- **EXERCISE**
Tally the lines in the records below that contain the string "face", treating uppercase and lowercase as different. Reply with that number alone.

::::::::::

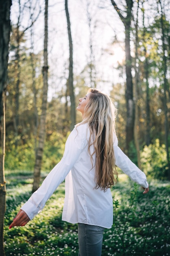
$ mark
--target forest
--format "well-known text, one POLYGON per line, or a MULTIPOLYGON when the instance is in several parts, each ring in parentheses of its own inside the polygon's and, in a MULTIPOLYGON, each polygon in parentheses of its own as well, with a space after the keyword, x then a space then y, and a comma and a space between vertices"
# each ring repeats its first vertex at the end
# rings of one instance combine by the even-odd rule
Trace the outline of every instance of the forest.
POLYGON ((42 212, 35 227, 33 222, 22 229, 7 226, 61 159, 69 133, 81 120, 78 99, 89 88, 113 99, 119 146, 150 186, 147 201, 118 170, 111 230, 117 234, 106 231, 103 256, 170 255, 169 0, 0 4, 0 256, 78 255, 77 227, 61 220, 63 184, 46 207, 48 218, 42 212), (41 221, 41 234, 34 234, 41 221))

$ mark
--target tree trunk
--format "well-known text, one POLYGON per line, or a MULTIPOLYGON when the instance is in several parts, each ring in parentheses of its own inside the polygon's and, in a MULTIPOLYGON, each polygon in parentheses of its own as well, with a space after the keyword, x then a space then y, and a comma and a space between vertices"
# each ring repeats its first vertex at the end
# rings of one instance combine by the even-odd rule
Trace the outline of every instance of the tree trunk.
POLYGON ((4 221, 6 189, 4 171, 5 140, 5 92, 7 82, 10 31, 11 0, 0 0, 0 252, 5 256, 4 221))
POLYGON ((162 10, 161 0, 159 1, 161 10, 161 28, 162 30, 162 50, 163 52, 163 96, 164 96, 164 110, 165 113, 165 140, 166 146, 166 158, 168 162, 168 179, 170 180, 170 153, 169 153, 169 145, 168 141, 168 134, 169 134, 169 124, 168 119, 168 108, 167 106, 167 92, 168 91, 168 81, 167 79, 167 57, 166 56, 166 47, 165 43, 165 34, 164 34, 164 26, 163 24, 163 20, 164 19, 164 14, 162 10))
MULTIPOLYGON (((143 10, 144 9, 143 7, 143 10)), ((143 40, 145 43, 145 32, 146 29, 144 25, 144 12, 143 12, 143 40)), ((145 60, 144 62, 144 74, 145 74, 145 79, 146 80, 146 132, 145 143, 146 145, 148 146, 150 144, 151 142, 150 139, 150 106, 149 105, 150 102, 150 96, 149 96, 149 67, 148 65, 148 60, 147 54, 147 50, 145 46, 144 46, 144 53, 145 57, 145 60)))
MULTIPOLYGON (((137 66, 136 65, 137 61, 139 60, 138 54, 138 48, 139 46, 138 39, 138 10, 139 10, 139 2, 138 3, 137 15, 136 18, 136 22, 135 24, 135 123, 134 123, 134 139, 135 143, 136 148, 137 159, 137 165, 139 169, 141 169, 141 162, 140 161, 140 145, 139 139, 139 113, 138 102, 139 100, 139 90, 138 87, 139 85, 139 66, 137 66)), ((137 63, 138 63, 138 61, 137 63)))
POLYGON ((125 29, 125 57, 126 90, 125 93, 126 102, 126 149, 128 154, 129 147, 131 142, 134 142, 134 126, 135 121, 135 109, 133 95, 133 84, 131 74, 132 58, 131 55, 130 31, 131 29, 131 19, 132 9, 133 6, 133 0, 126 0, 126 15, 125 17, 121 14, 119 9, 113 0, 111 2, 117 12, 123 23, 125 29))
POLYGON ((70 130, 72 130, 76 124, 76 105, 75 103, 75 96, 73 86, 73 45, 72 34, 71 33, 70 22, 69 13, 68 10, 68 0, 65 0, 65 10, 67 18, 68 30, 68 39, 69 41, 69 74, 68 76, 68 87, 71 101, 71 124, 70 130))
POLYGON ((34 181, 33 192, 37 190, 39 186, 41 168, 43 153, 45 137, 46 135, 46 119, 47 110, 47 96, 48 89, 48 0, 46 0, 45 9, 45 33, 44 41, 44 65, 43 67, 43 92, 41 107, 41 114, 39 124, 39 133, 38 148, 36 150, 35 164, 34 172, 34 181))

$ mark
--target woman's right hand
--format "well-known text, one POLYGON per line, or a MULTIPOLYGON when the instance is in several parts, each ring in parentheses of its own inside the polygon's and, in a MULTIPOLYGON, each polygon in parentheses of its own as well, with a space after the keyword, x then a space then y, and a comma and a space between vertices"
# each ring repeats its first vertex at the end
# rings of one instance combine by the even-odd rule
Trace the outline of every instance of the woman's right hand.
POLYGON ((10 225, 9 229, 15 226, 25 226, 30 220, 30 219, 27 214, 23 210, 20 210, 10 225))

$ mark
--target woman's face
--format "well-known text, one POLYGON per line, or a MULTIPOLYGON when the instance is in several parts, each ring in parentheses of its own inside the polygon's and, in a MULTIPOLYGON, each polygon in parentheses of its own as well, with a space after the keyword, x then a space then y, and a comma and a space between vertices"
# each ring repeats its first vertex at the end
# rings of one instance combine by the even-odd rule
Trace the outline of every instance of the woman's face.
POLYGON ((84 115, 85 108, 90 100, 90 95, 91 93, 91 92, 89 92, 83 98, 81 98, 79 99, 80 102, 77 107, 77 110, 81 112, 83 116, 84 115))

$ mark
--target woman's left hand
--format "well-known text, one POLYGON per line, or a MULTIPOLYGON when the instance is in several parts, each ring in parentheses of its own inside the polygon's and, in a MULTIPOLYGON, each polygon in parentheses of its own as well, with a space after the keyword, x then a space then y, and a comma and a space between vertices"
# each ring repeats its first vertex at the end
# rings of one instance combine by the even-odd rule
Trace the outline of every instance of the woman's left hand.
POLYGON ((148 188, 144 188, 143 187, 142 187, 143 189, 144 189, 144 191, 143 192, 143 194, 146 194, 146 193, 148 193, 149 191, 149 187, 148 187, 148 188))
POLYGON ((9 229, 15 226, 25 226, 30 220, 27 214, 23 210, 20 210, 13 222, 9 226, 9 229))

::::::::::

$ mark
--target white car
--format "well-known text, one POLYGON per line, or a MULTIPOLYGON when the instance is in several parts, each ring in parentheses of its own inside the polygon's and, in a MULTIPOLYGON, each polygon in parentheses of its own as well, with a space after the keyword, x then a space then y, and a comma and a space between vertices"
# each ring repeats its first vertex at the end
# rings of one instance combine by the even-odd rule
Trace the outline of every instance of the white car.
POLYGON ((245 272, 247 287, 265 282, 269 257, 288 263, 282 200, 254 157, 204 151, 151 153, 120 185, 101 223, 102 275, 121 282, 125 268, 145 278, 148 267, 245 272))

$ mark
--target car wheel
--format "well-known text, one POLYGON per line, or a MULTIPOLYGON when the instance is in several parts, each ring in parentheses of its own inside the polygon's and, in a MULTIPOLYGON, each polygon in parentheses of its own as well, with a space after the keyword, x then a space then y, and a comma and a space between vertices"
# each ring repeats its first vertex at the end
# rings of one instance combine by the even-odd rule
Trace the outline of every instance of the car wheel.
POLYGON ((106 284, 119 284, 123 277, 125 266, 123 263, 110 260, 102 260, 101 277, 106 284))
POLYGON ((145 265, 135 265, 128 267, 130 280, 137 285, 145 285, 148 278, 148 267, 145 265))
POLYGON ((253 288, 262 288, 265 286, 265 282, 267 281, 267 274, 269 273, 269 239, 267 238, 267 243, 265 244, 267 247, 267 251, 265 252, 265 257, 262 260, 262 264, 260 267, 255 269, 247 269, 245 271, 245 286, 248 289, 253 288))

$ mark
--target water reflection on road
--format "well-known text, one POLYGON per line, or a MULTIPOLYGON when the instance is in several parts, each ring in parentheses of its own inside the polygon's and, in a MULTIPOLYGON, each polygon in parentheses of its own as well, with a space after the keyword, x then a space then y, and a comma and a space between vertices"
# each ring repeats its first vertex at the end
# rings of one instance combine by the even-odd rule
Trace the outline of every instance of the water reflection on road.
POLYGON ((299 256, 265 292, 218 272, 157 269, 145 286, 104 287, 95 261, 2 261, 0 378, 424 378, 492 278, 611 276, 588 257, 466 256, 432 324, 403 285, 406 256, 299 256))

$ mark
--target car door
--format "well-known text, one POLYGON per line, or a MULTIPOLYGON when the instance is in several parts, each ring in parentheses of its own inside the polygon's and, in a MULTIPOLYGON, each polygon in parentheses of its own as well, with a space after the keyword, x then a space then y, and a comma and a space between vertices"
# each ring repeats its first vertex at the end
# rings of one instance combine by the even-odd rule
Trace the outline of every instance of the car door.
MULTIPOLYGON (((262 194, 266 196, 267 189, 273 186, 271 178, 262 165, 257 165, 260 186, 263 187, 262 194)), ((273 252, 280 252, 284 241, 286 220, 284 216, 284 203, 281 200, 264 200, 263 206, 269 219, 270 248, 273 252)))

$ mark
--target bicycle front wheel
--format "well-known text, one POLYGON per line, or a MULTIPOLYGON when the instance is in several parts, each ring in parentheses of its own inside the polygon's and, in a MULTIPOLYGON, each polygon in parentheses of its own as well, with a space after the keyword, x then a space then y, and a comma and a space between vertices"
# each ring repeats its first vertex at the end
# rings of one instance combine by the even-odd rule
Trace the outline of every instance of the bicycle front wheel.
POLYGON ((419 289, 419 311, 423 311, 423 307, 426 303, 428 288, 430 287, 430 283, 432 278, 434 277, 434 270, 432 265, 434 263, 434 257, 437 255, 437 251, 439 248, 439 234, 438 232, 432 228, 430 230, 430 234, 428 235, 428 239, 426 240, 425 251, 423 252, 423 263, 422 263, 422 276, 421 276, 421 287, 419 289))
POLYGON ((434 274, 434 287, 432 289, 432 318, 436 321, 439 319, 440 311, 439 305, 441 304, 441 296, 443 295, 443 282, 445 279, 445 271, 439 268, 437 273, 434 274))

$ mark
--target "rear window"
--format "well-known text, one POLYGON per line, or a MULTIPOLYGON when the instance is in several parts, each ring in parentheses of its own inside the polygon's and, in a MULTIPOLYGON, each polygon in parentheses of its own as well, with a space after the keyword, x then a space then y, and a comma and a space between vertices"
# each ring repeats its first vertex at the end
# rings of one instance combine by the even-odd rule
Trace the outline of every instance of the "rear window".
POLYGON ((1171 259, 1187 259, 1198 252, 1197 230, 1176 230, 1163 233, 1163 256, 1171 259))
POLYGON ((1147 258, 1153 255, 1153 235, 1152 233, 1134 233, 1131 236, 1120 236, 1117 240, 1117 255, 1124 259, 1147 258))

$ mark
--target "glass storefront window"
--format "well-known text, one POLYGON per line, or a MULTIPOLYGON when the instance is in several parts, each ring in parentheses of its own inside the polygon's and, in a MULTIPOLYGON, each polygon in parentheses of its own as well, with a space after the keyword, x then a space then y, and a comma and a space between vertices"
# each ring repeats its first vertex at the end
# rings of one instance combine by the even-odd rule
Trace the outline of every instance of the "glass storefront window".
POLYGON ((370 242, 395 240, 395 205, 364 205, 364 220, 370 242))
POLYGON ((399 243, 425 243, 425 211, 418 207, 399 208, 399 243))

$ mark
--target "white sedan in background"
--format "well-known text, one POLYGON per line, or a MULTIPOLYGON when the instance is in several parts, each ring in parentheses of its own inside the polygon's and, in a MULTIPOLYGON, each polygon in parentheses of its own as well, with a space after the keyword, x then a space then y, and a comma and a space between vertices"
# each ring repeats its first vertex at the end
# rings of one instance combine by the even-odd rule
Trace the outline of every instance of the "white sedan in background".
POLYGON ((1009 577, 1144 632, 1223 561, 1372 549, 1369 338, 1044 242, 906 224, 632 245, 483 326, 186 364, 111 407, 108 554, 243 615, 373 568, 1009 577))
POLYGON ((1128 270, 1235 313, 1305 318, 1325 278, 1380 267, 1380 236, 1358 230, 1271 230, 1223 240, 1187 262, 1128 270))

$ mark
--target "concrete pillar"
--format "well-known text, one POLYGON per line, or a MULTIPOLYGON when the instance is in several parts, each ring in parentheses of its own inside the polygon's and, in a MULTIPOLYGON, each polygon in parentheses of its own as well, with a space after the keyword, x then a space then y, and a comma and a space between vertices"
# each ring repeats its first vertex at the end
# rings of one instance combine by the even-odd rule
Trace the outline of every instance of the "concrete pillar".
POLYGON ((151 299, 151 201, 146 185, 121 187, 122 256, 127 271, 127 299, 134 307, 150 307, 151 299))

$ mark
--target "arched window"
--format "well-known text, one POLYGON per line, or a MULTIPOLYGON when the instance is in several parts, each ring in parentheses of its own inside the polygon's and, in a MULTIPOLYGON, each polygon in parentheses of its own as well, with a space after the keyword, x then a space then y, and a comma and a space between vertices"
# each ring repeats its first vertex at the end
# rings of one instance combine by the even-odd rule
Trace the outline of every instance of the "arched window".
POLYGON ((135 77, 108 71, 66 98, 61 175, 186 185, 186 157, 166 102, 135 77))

::::::::::

- **WORKED SOLUTION**
2